6.3 Klager heeft als laatste aangevoerd dat het beslag op zijn loon en zijn bankrekening in strijd is met de openbare orde nu het beslag in strijd is met het te respecteren recht op gezinsleven van klager met zijn huidige echtgenote en een zeer jong kind welk gezinsleven wordt geschermd door artikel 8 EVRM. Desondanks blijft de gerechtsdeurwaarder maandelijks alimentatie vorderen.

7. Het verweer van de gerechtsdeurwaarder in verzet

De gerechtsdeurwaarder heeft in verzet bezwaar gemaakt tegen nieuwe door klager aangevoerde onderdelen en heeft wat door klager verder in verzet is aangevoerd gemotiveerd bestreden. Voor zover nodig wordt hierna op dat verweer ingegaan.

8. De beoordeling van de gronden van het verzet

8.1 Voor zover klager in verzet verwijten uit over zaken die niet terug te voeren zijn op de inleidende klacht, dient klager daarin niet-ontvankelijk te worden verklaard. Volgens vaste rechtspraak kunnen nieuwe klachten niet voor het eerst in verzet worden gedaan.

8.2 De door klager aangevoerde bezwaren tegen de executie van het Duitse vonnis en het verleende verlof tenuitvoerlegging stuiten af op het volgende. Het is niet aan de gerechtsdeurwaarder de rechtmatigheid van een door een Duitse rechter gewezen vonnis ter discussie te stellen. De voorzieningenrechter heeft verlof verleend voor de tenuitvoerlegging van het Duitse vonnis. De voorzieningenrechter heeft daarbij krachtens de EEX executieverordening getoetst of aan de wettelijke vereisten voor de tenuitvoerlegging is voldaan. De gerechtsdeurwaarder is - behoudens bijzondere gevallen die zich hier niet voordoen - verplicht aan een opdracht tot betekening van een vonnis te voldoen. Bezwaren tegen de (verdere) tenuitvoerlegging daarvan had klager aan de rechter voor moeten leggen door middel van een executiegeschil. Klager had zich daartoe dienen te wenden tot een advocaat. De gerechtsdeurwaarder heeft klager hierop ook gewezen. Tuchtrechtelijk laakbaar handelen is dan ook niet gebleken.

▶ [Opgaven]:
**A)** Geef het gedeelte van de brontekst dat opent met de woorden waarin "De gerechtsdeurwaarder heeft in" staat en sluit met "dat verweer ingegaan.", letterlijk opnieuw weer.
**B)** Beantwoord de volgende vragen aan de hand van de brontekst.
(i) Welk artikel van het EVRM beschermt volgens klager zijn gezinsleven?
(ii) Krachtens welke verordening heeft de voorzieningenrechter getoetst of aan de wettelijke vereisten voor de tenuitvoerlegging is voldaan?
(iii) Tot wie had klager zich moeten wenden om zijn bezwaren via een executiegeschil aan de rechter voor te leggen?
**C)** Geef bij elke bewering aan of deze met de brontekst overeenstemt. Antwoord met ja of nee en citeer de doorslaggevende woorden.
(i) Volgens vaste rechtspraak kunnen nieuwe klachten voor het eerst in verzet worden gedaan.
(ii) De voorzieningenrechter heeft verlof verleend voor de tenuitvoerlegging van het Duitse vonnis.
(iii) Het beslag betreft uitsluitend het loon van klager.
Baseer u uitsluitend op de brontekst.

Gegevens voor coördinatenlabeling
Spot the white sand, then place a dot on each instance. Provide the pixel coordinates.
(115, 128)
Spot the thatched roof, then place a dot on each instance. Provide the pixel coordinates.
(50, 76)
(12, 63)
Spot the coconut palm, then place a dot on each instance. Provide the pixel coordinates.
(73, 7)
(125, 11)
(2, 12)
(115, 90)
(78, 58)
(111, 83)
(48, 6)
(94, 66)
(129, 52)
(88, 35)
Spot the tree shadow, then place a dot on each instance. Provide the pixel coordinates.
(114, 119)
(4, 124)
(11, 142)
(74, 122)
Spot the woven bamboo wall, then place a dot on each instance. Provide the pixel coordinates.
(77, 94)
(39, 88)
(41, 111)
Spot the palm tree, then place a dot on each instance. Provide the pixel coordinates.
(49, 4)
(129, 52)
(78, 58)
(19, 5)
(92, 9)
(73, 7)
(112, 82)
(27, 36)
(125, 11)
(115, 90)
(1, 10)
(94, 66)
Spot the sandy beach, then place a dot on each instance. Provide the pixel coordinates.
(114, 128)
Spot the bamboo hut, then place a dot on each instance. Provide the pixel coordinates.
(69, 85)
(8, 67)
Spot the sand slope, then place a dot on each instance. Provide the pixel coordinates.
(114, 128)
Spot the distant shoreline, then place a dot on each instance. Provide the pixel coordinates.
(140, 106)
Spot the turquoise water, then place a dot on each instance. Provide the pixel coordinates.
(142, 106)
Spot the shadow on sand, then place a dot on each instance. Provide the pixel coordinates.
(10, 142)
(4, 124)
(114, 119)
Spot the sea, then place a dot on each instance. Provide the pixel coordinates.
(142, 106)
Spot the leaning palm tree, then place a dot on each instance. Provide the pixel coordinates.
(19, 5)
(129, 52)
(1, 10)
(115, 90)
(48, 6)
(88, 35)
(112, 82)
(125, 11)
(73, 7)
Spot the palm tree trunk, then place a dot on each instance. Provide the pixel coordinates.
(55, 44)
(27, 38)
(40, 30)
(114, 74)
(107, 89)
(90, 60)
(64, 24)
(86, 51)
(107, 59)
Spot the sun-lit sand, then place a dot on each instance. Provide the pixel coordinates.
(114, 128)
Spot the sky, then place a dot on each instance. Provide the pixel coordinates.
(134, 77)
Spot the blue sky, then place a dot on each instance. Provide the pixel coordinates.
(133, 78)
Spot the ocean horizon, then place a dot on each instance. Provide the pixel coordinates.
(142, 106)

▶ [Uitwerking per opgave]:
**A)**
De gerechtsdeurwaarder heeft in verzet bezwaar gemaakt tegen nieuwe door klager aangevoerde onderdelen en heeft wat door klager verder in verzet is aangevoerd gemotiveerd bestreden. Voor zover nodig wordt hierna op dat verweer ingegaan.

**B)**
(i) Artikel 8 EVRM.
(ii) De EEX executieverordening.
(iii) Tot een advocaat.

**C)**
(i) Nee: "Volgens vaste rechtspraak kunnen nieuwe klachten niet voor het eerst in verzet worden gedaan."
(ii) Ja: "De voorzieningenrechter heeft verlof verleend voor de tenuitvoerlegging van het Duitse vonnis."
(iii) Nee: "het beslag op zijn loon en zijn bankrekening"